> **Exercice proposé 1**: Reproduisez intégralement l'extrait du Srimad-Bhagavatam, sans rien y modifier.
- - -
SRIMAD-BHAGAVATAM
CHANT 3
CHAPITRE 21

Entretien de
Manu avec Kardama.

VERSET 51

yo rkendv-agnindra-vayunam
yama-dharma-pracetasam
rupani sthana adhatse
tasmai suklaya te namah

TRADUCTION

Tu assumes si nécessaire les fonctions des devas du Soleil et de la Lune; d'Agni, le deva du feu; d'Indra, le maître du paradis; de Vayu, le deva du vent; de Yama, le deva du châtiment; de Dharma, le deva de la piélé; et de Varuna le deva des eaux. Que tous t'offrent leur hommage, car tu n'es autre que Sri Visnu!

TENEUR ET PORTEE

Kardama était un brahmana, et Svayambhuva un ksatriya; le sage n'avait donc pas à offrir son hommage au roi, car sa position sociale était plus élevée que celle du monarque. Mais il offrit néanmoins son hommage à Svayambhuva Manu, parce qu'en tant que roi et empereur, ce dernier représentait le Seigneur Suprême. Le Seigneur est toujours digne d'adoration, que ce soit pour un brahmana, un ksatriya, un vaisya ou un sudra. Et en tant que représentant du Seigneur Suprême, le roi méritait de recevoir l'hommage de tous.

VERSET 52-54

na yada ratham asthaya
jaitram mani-ganarpitam
visphurjac-canda-kodando
rathena trasayann aghan

sva-sainya-carana-ksunnam
vepayan mandalam bhuvah
vikarsan brhatim senam
paryatasy amsuman iva

tadaiva setavah sarve
varnasrama-nibandhanah
bhagavad-racita rajan
bhidyeran bata dasyubhih

TRADUCTION

Si tu ne montais pas sur ton char victorieux et couvert de joyaux, dont la seule présence intimide les êtres coupables, si tu ne faisais pas résonner le son terrible de la corde de ton arc et si tu ne voyageais pas à travers le monde comme le soleil radieux, menant une vaste armée qui parcourt la surface du globe et le fait trembler sous ses pas, alors certes les principes moraux gouvernant les varnas et les asramas créés par le Seigneur en personne seraient enfreints par les fourbes et les malfaiteurs.
- - -
> **Exercice proposé 2**: Recopiez uniquement les lignes des enregistrements, en commençant par la ligne qui contient « Expected output: for each instance of the tire, one » et en terminant par la dernière ligne des enregistrements, ces deux bornes comprises.
- - -
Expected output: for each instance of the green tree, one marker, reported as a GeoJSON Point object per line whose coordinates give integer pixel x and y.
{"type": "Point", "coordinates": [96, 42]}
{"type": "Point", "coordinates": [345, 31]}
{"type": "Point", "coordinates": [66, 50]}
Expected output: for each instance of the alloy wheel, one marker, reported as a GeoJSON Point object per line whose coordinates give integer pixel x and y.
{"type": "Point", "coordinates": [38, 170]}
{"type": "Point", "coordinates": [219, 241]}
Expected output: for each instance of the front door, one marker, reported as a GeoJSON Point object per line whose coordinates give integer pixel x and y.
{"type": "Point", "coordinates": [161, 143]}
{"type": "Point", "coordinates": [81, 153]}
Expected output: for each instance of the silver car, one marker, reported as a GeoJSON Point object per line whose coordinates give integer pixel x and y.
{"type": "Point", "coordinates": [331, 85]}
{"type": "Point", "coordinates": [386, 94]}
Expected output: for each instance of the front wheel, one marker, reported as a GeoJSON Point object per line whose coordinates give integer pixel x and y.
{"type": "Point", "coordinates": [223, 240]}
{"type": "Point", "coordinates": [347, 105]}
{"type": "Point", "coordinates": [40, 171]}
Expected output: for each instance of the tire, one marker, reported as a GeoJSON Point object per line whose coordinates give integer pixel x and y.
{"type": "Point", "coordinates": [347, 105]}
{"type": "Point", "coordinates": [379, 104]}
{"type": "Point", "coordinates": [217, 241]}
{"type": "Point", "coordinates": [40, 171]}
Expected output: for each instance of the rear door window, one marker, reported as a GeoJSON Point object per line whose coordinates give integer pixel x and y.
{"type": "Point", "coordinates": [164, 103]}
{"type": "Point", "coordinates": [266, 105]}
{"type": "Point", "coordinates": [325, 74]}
- - -
> **Réponse correcte 1**:
SRIMAD-BHAGAVATAM
CHANT 3
CHAPITRE 21

Entretien de
Manu avec Kardama.

VERSET 51

yo rkendv-agnindra-vayunam
yama-dharma-pracetasam
rupani sthana adhatse
tasmai suklaya te namah

TRADUCTION

Tu assumes si nécessaire les fonctions des devas du Soleil et de la Lune; d'Agni, le deva du feu; d'Indra, le maître du paradis; de Vayu, le deva du vent; de Yama, le deva du châtiment; de Dharma, le deva de la piélé; et de Varuna le deva des eaux. Que tous t'offrent leur hommage, car tu n'es autre que Sri Visnu!

TENEUR ET PORTEE

Kardama était un brahmana, et Svayambhuva un ksatriya; le sage n'avait donc pas à offrir son hommage au roi, car sa position sociale était plus élevée que celle du monarque. Mais il offrit néanmoins son hommage à Svayambhuva Manu, parce qu'en tant que roi et empereur, ce dernier représentait le Seigneur Suprême. Le Seigneur est toujours digne d'adoration, que ce soit pour un brahmana, un ksatriya, un vaisya ou un sudra. Et en tant que représentant du Seigneur Suprême, le roi méritait de recevoir l'hommage de tous.

VERSET 52-54

na yada ratham asthaya
jaitram mani-ganarpitam
visphurjac-canda-kodando
rathena trasayann aghan

sva-sainya-carana-ksunnam
vepayan mandalam bhuvah
vikarsan brhatim senam
paryatasy amsuman iva

tadaiva setavah sarve
varnasrama-nibandhanah
bhagavad-racita rajan
bhidyeran bata dasyubhih

TRADUCTION

Si tu ne montais pas sur ton char victorieux et couvert de joyaux, dont la seule présence intimide les êtres coupables, si tu ne faisais pas résonner le son terrible de la corde de ton arc et si tu ne voyageais pas à travers le monde comme le soleil radieux, menant une vaste armée qui parcourt la surface du globe et le fait trembler sous ses pas, alors certes les principes moraux gouvernant les varnas et les asramas créés par le Seigneur en personne seraient enfreints par les fourbes et les malfaiteurs.

> **Réponse correcte 2**:
Expected output: for each instance of the tire, one marker, reported as a GeoJSON Point object per line whose coordinates give integer pixel x and y.
{"type": "Point", "coordinates": [347, 105]}
{"type": "Point", "coordinates": [379, 104]}
{"type": "Point", "coordinates": [217, 241]}
{"type": "Point", "coordinates": [40, 171]}
Expected output: for each instance of the rear door window, one marker, reported as a GeoJSON Point object per line whose coordinates give integer pixel x and y.
{"type": "Point", "coordinates": [164, 103]}
{"type": "Point", "coordinates": [266, 105]}
{"type": "Point", "coordinates": [325, 74]}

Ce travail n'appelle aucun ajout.